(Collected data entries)
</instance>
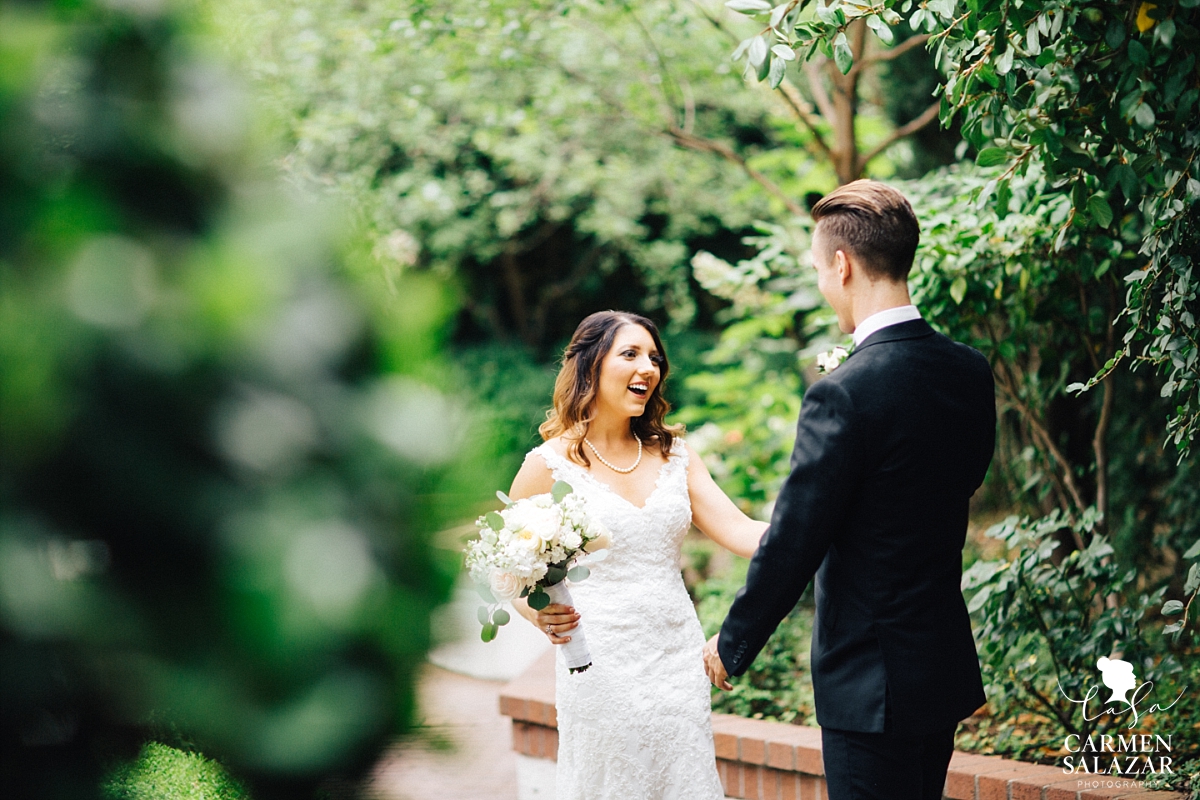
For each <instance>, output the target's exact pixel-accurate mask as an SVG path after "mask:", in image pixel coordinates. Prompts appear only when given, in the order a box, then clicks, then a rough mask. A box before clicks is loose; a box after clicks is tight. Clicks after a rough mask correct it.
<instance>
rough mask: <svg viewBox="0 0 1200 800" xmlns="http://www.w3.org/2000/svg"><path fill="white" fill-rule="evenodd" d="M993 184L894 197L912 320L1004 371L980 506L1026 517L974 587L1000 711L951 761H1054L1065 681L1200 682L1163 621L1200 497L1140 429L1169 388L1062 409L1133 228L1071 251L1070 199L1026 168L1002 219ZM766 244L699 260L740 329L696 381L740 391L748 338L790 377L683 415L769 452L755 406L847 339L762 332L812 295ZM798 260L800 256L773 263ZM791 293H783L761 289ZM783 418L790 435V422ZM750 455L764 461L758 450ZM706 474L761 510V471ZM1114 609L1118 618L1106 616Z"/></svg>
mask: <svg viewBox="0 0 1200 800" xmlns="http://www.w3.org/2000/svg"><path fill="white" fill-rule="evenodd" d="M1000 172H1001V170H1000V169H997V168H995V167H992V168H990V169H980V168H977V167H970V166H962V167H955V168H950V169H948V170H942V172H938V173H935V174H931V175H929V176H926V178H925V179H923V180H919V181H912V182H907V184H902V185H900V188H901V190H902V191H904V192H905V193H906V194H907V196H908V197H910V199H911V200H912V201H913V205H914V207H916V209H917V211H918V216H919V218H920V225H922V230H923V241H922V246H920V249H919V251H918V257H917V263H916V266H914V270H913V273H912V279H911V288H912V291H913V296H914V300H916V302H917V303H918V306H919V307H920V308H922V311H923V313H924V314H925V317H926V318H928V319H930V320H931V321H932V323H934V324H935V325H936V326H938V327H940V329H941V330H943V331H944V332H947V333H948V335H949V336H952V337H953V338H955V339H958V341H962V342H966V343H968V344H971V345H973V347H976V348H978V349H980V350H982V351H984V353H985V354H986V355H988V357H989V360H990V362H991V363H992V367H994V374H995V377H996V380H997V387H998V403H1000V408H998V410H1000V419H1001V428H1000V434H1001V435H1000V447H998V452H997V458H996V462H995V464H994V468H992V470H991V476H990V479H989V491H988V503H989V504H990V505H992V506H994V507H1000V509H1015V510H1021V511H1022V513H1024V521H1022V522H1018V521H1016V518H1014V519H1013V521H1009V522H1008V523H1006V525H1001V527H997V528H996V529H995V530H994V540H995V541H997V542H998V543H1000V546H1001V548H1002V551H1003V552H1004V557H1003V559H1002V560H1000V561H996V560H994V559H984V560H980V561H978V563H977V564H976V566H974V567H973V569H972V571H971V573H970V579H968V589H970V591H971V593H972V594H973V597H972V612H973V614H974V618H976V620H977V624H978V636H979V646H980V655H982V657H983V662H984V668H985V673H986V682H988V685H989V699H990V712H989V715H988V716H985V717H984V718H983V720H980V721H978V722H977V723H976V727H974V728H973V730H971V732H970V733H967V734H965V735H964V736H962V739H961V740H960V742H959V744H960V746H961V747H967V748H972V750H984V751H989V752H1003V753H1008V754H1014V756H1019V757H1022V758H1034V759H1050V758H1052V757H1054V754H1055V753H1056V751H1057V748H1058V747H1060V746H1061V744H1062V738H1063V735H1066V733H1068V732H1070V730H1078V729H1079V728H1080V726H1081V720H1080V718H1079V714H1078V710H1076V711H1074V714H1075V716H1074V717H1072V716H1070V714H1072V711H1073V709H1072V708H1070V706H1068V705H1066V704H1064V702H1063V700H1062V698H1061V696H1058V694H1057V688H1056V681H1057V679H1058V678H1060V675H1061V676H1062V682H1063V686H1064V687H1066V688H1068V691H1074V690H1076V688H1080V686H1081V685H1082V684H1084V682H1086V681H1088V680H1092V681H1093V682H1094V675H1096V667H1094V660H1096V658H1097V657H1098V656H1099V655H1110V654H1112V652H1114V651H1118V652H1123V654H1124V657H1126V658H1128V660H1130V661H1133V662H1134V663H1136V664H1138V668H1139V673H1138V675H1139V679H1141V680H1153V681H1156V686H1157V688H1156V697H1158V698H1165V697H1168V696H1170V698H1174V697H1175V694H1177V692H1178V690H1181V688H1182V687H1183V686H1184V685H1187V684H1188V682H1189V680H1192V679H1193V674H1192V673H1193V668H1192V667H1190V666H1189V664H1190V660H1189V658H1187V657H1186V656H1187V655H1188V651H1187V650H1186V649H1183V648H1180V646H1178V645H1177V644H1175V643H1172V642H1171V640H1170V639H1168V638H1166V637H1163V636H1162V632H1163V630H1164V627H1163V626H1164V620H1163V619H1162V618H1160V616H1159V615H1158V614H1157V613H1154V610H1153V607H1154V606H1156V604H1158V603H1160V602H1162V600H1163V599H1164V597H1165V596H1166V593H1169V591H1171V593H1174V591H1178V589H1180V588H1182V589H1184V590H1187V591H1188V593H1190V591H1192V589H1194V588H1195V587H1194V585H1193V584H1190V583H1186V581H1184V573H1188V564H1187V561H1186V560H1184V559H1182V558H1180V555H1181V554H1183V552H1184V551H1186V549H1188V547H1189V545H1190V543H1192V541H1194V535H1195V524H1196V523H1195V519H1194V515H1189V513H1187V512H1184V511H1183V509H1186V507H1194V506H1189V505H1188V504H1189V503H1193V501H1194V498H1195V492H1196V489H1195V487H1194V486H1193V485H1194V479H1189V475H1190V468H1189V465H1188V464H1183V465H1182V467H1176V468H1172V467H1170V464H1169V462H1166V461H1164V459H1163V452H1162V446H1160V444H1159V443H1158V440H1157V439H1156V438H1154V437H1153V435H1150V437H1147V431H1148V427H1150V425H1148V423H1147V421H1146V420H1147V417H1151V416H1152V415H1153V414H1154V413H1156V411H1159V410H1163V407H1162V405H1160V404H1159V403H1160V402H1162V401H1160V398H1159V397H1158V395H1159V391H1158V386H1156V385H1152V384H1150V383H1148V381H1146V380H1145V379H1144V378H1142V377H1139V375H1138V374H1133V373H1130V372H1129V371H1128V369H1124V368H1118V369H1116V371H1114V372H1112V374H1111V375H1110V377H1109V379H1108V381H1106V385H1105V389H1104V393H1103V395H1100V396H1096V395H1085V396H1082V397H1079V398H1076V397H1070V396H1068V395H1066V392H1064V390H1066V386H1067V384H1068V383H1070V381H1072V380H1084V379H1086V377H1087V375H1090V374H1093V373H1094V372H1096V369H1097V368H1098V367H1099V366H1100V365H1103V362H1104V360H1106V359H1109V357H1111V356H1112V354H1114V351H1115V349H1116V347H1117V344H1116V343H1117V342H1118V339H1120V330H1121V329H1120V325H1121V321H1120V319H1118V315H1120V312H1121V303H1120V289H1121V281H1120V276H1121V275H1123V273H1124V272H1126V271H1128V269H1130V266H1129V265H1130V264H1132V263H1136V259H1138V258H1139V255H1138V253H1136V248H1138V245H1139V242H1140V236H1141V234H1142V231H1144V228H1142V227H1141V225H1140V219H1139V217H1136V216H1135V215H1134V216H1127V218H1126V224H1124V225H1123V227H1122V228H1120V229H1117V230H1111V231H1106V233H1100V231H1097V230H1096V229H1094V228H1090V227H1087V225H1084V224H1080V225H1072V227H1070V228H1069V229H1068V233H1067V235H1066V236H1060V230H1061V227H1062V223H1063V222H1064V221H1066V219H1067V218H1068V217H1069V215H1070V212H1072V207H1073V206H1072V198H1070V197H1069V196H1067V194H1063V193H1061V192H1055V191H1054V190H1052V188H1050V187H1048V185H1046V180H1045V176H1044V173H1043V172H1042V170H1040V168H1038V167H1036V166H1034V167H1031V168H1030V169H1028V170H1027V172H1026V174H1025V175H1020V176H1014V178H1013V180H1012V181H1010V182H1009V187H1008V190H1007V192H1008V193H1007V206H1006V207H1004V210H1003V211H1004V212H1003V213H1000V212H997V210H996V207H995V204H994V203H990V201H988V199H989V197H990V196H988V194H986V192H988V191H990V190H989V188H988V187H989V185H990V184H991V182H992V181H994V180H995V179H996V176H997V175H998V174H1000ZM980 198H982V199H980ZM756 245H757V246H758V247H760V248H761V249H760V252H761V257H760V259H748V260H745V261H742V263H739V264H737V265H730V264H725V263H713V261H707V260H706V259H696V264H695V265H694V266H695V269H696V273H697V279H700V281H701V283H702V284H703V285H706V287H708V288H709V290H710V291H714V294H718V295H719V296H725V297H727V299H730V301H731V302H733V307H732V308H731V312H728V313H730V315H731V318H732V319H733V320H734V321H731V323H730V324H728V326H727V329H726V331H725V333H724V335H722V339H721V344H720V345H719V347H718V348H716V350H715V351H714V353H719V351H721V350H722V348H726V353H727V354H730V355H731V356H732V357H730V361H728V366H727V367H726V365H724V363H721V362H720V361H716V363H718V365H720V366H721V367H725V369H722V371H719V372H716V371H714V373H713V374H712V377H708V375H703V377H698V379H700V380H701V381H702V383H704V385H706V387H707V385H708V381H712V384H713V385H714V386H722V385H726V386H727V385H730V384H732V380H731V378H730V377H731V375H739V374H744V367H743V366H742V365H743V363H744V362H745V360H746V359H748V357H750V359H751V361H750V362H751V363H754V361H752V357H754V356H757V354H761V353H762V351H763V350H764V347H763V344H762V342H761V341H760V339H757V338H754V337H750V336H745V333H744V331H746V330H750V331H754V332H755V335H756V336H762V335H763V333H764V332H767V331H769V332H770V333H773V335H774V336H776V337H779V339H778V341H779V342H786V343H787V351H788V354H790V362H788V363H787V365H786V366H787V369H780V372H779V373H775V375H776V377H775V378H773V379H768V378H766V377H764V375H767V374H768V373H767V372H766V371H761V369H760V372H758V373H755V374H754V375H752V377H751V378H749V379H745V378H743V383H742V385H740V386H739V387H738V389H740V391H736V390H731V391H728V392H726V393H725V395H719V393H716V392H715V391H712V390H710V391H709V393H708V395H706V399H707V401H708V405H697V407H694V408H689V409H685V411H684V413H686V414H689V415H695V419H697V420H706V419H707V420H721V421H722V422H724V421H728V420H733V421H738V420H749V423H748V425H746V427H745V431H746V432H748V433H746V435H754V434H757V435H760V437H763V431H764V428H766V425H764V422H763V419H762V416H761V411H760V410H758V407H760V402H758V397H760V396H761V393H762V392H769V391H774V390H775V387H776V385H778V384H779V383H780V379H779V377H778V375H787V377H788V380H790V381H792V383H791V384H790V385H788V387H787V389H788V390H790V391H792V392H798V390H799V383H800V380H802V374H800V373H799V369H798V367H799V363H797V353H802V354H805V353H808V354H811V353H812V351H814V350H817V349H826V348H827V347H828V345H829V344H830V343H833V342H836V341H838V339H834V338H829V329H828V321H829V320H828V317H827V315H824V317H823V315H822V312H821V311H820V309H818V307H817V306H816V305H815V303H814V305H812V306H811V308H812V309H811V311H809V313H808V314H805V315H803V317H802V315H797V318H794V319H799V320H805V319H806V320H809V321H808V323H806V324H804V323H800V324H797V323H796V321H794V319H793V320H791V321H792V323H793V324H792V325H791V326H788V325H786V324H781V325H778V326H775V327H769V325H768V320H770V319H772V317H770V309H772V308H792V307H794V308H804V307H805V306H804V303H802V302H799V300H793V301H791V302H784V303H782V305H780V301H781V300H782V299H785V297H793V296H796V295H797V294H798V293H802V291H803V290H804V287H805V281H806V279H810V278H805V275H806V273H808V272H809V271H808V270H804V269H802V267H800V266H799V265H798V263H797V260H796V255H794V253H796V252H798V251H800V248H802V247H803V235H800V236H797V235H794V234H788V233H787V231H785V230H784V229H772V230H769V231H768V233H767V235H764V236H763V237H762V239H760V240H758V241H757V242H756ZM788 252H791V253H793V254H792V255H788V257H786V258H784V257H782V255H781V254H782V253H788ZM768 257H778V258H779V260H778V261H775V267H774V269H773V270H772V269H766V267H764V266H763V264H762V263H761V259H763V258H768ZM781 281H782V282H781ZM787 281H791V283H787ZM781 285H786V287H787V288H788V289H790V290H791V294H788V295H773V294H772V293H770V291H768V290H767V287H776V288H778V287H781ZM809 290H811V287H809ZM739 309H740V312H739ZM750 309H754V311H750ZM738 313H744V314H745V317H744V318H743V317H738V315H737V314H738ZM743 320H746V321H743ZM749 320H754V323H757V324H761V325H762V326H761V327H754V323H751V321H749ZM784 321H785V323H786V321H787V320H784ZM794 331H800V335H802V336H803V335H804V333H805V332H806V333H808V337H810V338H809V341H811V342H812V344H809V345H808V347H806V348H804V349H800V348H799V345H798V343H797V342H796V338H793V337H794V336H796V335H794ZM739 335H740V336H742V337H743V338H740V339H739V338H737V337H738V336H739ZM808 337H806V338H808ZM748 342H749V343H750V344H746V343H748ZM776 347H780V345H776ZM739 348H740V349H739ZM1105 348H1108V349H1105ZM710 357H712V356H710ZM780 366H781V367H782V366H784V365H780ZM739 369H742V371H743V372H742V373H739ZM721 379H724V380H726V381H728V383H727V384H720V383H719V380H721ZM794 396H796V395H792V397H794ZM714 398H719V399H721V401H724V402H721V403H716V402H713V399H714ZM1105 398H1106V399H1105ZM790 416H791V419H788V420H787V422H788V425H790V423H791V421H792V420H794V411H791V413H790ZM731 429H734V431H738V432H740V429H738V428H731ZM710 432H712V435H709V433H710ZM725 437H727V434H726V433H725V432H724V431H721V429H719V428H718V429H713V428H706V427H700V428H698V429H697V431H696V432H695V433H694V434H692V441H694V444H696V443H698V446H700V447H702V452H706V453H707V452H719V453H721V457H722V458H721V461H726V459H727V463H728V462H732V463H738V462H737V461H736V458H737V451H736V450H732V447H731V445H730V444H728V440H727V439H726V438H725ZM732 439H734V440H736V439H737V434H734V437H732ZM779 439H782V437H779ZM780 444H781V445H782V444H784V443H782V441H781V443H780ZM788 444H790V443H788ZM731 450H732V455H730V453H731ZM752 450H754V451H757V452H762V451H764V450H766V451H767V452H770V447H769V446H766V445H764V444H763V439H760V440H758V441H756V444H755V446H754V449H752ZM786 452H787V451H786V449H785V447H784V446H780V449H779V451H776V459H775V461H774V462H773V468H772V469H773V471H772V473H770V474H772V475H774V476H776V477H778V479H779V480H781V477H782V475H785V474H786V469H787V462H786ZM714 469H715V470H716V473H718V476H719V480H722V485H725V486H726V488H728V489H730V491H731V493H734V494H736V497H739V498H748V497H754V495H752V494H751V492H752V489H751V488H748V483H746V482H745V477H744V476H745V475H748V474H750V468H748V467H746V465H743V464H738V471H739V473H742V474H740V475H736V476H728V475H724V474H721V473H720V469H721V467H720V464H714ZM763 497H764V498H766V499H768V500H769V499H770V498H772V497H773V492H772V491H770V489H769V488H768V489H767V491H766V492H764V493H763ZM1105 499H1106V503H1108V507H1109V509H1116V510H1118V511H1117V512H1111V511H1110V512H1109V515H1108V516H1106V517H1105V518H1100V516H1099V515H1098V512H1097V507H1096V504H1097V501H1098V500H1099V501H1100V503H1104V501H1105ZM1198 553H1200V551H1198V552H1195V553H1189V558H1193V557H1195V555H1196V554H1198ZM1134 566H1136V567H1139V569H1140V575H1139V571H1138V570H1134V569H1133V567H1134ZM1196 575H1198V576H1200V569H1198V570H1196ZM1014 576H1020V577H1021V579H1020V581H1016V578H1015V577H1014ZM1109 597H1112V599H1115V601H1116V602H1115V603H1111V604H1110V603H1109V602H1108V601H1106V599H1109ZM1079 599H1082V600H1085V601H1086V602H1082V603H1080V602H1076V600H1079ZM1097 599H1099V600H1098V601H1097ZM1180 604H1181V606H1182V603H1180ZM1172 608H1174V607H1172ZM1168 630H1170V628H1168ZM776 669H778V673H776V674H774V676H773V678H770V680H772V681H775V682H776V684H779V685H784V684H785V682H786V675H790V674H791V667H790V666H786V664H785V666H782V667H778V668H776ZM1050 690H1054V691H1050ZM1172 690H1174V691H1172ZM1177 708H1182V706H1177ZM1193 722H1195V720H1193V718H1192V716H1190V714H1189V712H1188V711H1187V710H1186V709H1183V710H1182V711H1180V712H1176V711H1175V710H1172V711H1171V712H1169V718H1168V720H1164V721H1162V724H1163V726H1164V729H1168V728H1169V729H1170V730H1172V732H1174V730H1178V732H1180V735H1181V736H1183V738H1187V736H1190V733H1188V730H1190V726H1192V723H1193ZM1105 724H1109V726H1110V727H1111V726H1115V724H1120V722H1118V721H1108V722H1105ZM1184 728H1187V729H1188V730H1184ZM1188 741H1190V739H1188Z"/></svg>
---
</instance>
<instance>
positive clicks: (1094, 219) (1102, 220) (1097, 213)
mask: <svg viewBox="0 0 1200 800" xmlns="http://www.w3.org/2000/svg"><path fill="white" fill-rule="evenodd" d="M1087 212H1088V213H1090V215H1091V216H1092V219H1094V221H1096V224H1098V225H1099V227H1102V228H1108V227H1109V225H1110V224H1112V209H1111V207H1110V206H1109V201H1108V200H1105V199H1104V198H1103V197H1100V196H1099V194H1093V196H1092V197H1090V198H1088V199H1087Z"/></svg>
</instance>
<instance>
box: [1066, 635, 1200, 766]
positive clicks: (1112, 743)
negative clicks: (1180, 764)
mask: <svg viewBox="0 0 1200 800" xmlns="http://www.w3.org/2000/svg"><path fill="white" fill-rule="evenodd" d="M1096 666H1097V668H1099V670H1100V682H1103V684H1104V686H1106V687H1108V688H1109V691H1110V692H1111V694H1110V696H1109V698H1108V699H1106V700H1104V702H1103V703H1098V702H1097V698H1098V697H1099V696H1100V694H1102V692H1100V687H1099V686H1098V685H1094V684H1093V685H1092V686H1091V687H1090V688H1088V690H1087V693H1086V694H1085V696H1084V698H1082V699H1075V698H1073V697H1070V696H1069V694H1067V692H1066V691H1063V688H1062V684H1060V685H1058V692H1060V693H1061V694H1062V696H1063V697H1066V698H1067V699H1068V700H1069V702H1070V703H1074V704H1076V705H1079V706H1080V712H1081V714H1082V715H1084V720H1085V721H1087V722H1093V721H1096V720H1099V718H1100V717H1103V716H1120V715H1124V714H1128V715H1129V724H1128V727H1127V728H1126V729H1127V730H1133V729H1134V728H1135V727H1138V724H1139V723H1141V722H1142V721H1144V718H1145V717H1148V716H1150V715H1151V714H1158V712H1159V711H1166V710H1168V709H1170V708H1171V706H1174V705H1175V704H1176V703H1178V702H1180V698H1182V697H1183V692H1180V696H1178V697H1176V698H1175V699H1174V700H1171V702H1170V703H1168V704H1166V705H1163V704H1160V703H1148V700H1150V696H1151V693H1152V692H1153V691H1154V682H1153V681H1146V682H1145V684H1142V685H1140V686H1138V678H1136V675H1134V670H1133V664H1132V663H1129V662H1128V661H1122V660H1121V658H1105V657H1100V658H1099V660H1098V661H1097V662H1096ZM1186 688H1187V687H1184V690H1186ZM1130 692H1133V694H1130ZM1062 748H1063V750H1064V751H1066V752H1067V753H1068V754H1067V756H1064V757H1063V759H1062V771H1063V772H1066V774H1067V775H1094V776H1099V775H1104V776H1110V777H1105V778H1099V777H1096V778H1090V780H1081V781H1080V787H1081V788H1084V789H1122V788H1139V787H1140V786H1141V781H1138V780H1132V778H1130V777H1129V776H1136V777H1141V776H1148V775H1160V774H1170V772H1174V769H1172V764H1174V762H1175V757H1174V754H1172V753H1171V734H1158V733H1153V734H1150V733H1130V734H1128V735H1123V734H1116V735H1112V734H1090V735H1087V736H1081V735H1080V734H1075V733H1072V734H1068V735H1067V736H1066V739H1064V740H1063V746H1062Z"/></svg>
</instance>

● **Assigned task**
Scan the data above for the word "positive", then copy every line that holds it.

● **Your solution**
positive clicks: (1094, 219) (1102, 220) (1097, 213)
positive clicks: (1112, 743)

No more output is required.